**Énoncé 1:**
Selon le texte retenu ci-dessous, de quel délai le prélat disposait-il pour donner une preuve de résipiscence ?
===== Texte retenu =====
Nous sommes actuellement autorisés à rendre publique la suite de cette douloureuse affaire.
La sacrée Congrégation pour les évêques a adressé au prélat, au nom du Saint-Père, une invitation au repentir, en lui laissant un délai de dix jours pour donner une preuve de résipiscence.
Mgr Lefebvre, pendant cette période, a fait parvenir au Saint-Père une seule lettre (2) qui, loin de donner un signe ou, du moins, un espoir quelconque de résipiscence a été un motif d'une nouvelle amertume pour Sa Sainteté, en raison de la persistante attitude de défi de Mgr Lefebvre.
Une fois le délai expiré, en effet, il ne restait plus qu'à infliger au prélat la peine que le Souverain Pontife a jugée appropriée dans un tel cas, à savoir la suspense « a divinis » prévue par le can. 2279, § 2, 2°. Cette peine lui a été communiquée par la sacrée Congrégation pour les évêques à la date du 22 juillet.
===== Données fournies =====
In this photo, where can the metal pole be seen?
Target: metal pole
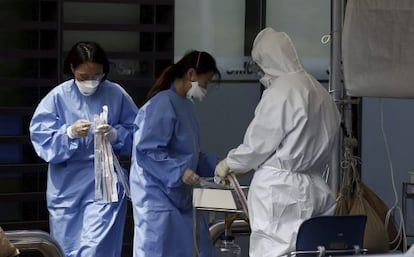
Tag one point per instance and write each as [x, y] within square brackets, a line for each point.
[336, 85]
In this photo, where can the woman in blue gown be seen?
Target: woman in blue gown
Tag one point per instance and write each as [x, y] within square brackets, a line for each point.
[167, 161]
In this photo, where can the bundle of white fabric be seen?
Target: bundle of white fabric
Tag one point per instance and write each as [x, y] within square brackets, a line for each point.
[107, 167]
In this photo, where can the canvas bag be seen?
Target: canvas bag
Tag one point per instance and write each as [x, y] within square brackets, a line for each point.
[376, 237]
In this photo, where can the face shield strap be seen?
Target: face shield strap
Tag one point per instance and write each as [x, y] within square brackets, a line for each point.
[198, 59]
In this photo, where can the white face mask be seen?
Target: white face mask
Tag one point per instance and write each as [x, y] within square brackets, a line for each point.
[196, 91]
[266, 80]
[87, 87]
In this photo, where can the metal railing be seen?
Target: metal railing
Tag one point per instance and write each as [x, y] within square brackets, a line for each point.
[34, 241]
[238, 228]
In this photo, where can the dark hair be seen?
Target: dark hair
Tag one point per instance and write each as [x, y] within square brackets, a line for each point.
[85, 51]
[202, 62]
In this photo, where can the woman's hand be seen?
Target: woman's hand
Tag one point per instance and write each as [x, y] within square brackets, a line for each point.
[190, 177]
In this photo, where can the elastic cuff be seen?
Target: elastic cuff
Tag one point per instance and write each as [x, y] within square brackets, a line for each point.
[69, 132]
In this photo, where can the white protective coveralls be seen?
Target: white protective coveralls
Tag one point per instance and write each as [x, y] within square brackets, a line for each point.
[288, 143]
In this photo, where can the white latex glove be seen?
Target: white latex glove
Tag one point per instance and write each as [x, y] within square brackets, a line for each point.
[190, 177]
[108, 131]
[222, 169]
[78, 129]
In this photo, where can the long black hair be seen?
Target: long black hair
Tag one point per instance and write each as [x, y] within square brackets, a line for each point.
[85, 51]
[202, 62]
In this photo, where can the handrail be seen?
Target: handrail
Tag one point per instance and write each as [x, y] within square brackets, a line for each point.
[238, 227]
[34, 240]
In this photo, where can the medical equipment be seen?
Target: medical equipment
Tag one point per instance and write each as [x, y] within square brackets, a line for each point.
[227, 199]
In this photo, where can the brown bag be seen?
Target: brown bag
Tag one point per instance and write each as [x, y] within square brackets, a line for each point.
[382, 209]
[376, 236]
[7, 249]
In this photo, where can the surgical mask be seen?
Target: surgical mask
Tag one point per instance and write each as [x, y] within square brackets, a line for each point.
[87, 87]
[196, 91]
[266, 80]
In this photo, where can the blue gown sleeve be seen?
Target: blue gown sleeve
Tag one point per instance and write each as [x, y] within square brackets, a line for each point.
[48, 133]
[125, 126]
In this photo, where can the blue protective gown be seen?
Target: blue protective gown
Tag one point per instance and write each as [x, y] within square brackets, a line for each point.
[80, 224]
[167, 142]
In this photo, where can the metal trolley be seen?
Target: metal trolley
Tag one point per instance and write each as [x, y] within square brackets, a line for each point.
[222, 199]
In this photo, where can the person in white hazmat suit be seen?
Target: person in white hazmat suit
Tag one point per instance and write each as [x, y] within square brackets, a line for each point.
[288, 143]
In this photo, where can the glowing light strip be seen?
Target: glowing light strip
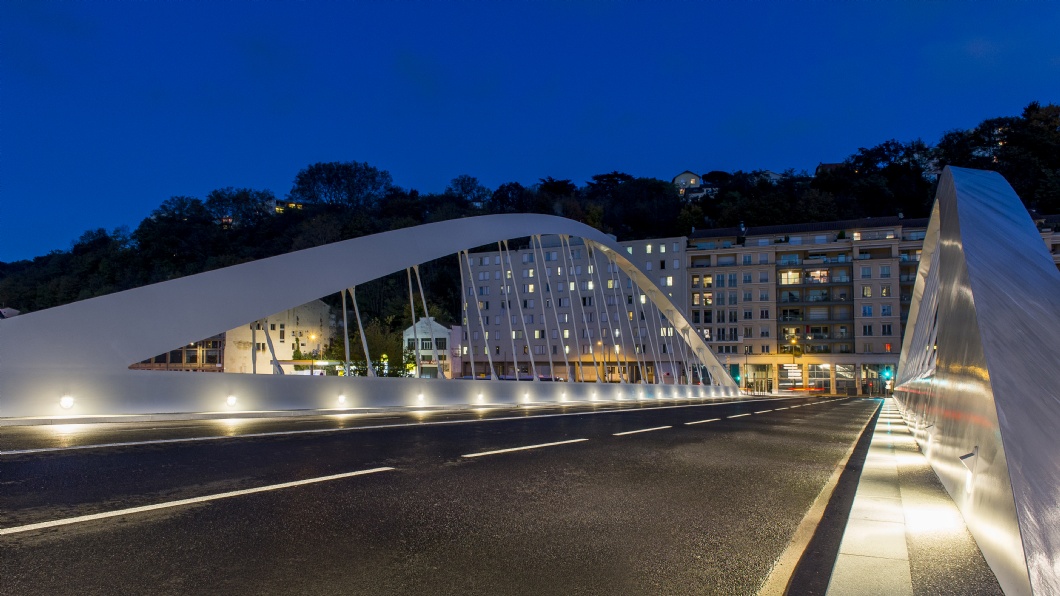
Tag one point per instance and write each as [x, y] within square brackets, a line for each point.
[372, 426]
[702, 421]
[641, 431]
[131, 510]
[523, 448]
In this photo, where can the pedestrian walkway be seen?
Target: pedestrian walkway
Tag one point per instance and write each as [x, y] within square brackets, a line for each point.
[904, 535]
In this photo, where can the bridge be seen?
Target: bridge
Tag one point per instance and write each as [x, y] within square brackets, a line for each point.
[976, 385]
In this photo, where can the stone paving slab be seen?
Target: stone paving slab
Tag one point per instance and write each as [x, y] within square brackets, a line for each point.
[904, 535]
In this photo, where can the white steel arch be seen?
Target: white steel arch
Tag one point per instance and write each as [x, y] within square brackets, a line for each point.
[87, 347]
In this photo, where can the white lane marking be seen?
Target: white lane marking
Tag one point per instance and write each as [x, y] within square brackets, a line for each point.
[523, 448]
[641, 431]
[318, 431]
[130, 510]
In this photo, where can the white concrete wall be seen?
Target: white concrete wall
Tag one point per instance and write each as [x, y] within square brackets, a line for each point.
[148, 391]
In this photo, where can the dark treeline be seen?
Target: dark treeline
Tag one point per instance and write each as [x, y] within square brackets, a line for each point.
[346, 199]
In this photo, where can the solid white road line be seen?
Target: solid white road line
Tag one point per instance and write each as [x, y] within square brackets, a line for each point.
[80, 519]
[522, 448]
[347, 428]
[641, 431]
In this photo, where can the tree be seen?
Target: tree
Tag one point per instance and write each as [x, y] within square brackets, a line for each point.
[510, 197]
[467, 189]
[241, 207]
[348, 183]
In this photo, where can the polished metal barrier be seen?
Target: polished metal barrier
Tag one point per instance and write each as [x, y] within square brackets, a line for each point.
[978, 380]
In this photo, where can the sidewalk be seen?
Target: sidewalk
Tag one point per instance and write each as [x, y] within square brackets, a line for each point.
[904, 535]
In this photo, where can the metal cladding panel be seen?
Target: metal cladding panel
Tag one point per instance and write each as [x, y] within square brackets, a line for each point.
[86, 342]
[979, 377]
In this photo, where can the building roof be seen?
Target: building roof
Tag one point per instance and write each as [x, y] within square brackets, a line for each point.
[813, 227]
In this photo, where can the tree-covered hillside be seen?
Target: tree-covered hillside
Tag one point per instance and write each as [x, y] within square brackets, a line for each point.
[336, 200]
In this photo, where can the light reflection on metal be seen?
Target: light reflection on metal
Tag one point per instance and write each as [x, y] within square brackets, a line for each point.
[978, 374]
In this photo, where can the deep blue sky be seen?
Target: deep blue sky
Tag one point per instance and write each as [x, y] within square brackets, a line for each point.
[108, 108]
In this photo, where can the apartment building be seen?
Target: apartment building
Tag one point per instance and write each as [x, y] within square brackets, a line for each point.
[807, 307]
[563, 313]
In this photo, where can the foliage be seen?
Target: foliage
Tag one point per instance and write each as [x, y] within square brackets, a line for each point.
[342, 199]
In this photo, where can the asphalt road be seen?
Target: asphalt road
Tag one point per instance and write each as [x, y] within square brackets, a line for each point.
[630, 501]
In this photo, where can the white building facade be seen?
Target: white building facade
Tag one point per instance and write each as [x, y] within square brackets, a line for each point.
[305, 329]
[428, 344]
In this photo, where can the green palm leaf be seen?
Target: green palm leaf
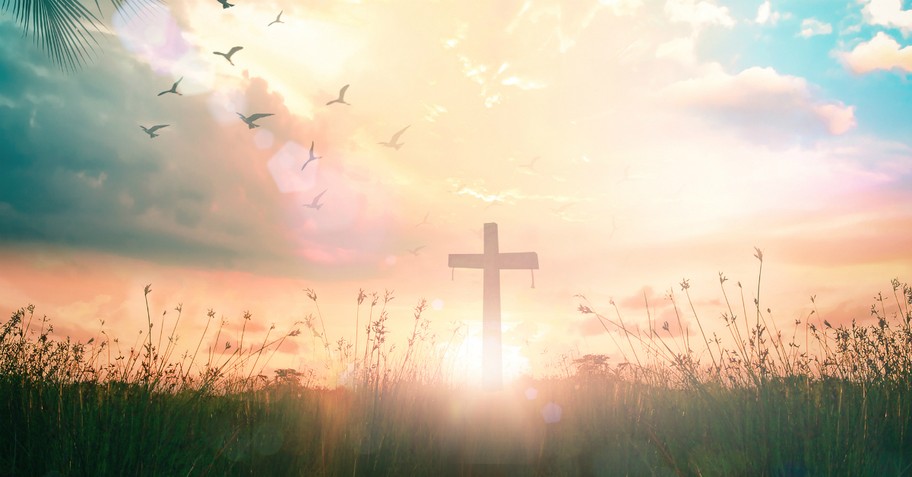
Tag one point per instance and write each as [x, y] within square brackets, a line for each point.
[63, 28]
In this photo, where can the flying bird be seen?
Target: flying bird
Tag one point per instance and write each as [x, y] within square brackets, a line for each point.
[315, 204]
[151, 131]
[341, 98]
[278, 19]
[311, 158]
[173, 88]
[253, 117]
[230, 52]
[394, 141]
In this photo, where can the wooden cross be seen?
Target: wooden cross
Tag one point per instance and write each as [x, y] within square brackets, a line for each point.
[492, 261]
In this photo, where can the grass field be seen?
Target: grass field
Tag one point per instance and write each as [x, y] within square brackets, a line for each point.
[756, 403]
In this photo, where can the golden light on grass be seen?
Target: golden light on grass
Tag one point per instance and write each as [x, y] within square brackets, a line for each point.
[470, 366]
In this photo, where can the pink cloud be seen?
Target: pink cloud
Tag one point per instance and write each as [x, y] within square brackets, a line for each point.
[762, 98]
[881, 53]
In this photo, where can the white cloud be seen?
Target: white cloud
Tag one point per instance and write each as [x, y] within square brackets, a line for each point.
[698, 13]
[763, 102]
[679, 49]
[881, 53]
[623, 7]
[813, 27]
[766, 14]
[888, 13]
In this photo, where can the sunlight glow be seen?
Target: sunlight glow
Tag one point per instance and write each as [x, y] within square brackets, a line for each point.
[471, 366]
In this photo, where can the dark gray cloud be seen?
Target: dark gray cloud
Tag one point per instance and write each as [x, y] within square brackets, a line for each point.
[78, 170]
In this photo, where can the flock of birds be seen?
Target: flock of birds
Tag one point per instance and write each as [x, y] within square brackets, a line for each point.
[250, 120]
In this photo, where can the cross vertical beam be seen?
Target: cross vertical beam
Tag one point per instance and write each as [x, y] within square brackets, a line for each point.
[492, 262]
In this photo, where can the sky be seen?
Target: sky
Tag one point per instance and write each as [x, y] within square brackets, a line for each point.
[631, 144]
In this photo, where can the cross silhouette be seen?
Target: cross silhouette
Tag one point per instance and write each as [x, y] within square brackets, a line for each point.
[492, 261]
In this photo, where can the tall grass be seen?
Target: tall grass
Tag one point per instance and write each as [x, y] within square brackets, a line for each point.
[818, 400]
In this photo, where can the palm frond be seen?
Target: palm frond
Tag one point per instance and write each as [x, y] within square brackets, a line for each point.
[63, 28]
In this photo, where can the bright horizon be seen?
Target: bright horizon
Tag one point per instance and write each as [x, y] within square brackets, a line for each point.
[630, 144]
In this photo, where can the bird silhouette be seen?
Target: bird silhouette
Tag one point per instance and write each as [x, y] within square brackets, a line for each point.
[278, 19]
[253, 117]
[173, 88]
[341, 98]
[151, 131]
[311, 158]
[393, 142]
[315, 203]
[230, 52]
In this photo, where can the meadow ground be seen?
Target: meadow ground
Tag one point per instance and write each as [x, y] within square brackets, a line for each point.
[760, 405]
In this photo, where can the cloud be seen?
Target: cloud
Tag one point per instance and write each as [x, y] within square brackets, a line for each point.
[79, 172]
[678, 49]
[698, 13]
[622, 7]
[813, 27]
[881, 53]
[763, 103]
[888, 13]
=====
**Énoncé 2:**
Relevez toutes les lignes des enregistrements qui contiennent le mot « solid ».

**Bonne réponse 1:**
Un délai de dix jours.

**Bonne réponse 2:**
In this photo, where can the solid white road line be seen?
Target: solid white road line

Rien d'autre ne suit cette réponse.